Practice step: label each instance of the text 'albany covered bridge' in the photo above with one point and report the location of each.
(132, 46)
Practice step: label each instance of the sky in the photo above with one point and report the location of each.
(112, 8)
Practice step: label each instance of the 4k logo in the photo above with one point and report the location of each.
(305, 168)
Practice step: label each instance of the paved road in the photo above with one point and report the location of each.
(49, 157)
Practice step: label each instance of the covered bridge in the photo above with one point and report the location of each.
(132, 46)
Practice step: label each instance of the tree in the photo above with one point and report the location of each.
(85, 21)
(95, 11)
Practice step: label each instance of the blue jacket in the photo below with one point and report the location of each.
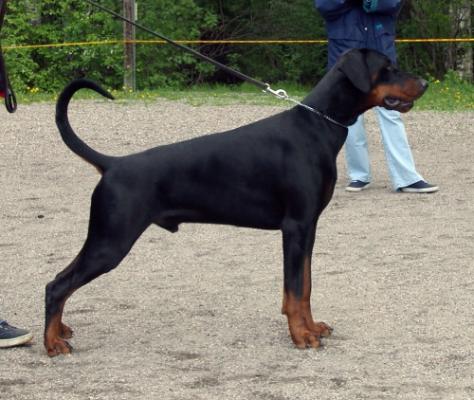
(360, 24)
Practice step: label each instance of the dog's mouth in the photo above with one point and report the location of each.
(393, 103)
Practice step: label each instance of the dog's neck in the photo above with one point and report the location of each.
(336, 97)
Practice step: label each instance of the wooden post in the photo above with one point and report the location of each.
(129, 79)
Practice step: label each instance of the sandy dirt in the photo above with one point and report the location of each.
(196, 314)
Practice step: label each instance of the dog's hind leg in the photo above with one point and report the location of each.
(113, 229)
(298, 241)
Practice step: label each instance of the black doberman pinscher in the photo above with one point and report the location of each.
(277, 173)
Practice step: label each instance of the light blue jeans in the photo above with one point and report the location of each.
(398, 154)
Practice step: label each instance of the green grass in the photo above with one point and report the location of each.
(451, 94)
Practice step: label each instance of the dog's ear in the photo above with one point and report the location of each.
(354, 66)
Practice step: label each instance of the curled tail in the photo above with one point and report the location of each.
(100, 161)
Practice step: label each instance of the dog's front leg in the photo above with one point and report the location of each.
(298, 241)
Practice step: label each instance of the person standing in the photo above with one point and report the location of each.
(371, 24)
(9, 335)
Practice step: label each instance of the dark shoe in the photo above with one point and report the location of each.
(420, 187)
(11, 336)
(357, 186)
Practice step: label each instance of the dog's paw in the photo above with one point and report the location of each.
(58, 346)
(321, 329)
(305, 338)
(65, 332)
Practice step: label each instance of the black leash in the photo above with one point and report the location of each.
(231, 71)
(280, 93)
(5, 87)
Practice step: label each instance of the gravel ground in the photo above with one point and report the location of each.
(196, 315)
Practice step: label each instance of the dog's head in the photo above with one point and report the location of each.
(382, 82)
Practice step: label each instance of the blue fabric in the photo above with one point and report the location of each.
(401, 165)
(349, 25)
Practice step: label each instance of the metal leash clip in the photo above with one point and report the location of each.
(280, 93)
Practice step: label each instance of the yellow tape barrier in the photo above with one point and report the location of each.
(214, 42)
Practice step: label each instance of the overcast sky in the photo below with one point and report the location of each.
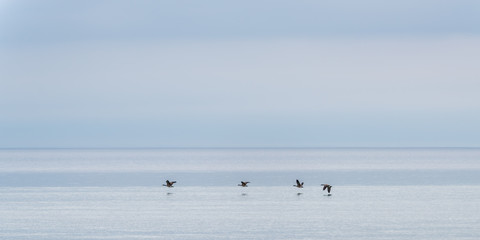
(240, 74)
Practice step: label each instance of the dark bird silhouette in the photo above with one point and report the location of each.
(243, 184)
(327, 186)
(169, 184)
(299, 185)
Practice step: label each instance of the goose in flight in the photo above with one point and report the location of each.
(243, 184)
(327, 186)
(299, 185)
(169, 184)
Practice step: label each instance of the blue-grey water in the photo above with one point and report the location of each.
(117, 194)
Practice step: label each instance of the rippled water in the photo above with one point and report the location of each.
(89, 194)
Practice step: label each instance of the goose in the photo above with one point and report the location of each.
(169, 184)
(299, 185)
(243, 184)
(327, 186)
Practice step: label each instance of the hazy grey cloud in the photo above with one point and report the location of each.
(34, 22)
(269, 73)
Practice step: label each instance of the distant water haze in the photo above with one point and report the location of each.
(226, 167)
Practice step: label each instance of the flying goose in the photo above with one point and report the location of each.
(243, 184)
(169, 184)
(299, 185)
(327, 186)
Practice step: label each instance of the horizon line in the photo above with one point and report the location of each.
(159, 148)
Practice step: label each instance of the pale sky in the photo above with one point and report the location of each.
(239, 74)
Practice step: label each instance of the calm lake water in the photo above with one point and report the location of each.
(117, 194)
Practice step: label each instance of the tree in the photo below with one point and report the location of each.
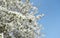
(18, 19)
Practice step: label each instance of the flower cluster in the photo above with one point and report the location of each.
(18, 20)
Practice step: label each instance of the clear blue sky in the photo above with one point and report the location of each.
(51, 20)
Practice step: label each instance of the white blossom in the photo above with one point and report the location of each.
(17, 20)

--

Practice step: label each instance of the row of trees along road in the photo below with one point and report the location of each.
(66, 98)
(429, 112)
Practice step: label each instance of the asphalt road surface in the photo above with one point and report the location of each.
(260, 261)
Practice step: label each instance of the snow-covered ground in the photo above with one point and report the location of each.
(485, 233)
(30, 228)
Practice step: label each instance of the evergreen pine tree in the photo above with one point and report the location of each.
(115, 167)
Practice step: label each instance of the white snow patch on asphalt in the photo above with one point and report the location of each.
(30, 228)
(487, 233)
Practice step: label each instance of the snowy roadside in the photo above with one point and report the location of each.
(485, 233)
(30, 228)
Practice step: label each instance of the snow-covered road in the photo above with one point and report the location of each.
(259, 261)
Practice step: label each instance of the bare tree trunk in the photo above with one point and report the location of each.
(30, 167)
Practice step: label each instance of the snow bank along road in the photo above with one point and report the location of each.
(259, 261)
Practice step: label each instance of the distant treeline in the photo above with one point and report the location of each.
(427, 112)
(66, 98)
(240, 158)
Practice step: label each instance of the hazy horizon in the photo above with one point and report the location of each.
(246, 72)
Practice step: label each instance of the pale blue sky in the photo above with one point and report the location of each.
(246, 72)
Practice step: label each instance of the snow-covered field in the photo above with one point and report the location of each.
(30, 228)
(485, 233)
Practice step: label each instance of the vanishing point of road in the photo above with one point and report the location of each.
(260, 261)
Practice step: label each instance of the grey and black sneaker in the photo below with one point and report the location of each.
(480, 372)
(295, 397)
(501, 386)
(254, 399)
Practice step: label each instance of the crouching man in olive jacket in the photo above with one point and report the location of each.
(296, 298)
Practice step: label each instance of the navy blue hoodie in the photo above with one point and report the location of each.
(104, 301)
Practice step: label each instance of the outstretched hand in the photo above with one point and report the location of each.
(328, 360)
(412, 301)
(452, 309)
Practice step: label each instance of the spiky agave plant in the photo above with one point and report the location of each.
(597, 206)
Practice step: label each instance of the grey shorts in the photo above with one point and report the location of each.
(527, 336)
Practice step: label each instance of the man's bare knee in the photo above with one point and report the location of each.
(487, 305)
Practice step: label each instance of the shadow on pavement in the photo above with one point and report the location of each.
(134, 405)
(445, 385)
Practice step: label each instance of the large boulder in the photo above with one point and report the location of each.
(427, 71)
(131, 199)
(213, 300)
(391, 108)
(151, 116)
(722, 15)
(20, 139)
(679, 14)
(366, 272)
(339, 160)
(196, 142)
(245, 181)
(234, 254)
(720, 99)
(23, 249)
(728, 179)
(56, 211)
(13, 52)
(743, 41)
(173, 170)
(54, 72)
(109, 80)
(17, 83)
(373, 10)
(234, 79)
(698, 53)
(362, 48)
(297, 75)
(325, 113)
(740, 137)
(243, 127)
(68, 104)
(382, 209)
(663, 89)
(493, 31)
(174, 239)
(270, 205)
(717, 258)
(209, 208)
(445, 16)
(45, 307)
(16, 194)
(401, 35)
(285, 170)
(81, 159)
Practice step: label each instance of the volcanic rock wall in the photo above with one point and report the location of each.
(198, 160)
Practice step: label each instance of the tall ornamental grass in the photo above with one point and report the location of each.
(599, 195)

Written instruction:
Which lines in the records above contain the word "jacket"? Copy each of them in full.

Correct output:
Practice step: label each instance of the blue jacket in the photo below with one point and report the location of each.
Practice step: label each instance of the crouching man in olive jacket in the photo above with one point and report the location of each.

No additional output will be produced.